--- Selected excerpt ---
I don’t claim to be the kind of person that has it all together. In fact anyone that really knows me, understand that the confidence they see is just a facade. So it may come as a surprise to many that even though I perform music often, I still get quite nervous.
Most performers or public speakers understand the kind of nervous I am referring to. The kind of uncomfortable that comes every once in a while, when you are put into an unfamiliar situation. Or worst, when you know exactly the position you will be in and you know it’s not going to be good. What ends up happening to some is well known as “The Shakes”.
There are ways of combatting this problem. First, is knowing what happening to you. Understanding that your body is flooding with adrenaline as part of your fight or flight reaction to stressful encounters. Second (at least for me) is to breathe, while the voice in my head is going through the task in front of me step by step. Third is understanding that I need to have experiences working in these environments to help reduce or cope with this kind of reaction. So try to put yourself in that position more often than you’d like, to teach yourself how to deal with the anxiety. The last option is to use medication.
---
What the exercise asks: Resume the piece on performance nerves and "The Shakes," picking up right after its last sentence.
--- Information ---
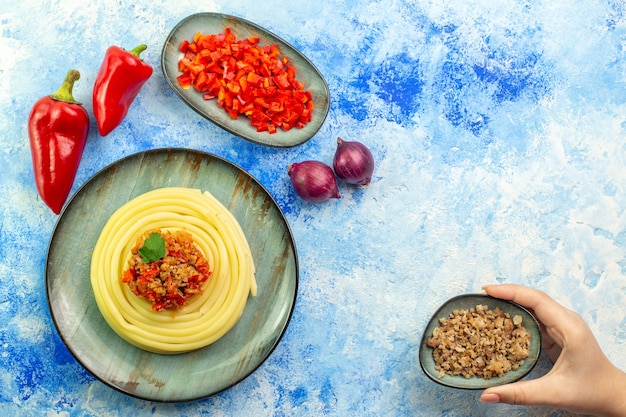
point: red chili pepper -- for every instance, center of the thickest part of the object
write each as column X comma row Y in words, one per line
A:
column 119, row 80
column 57, row 129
---
Expected answer:
Many people use propranolol to help deal with the physical aspects of performance anxiety. These beta blockers can be used to chemically resist our adrenaline from causing performers to shake uncontrollably. The New York Times has an article titled “Better Playing Through Chemistry” on the subject and WQXR also did a set of radio interviews. Check them out, they give a wide perspective on the reasons for the use of medication for performers.
Please comment if you have other thoughts and suggestions. I think it’s a discussion we should not be afraid to have.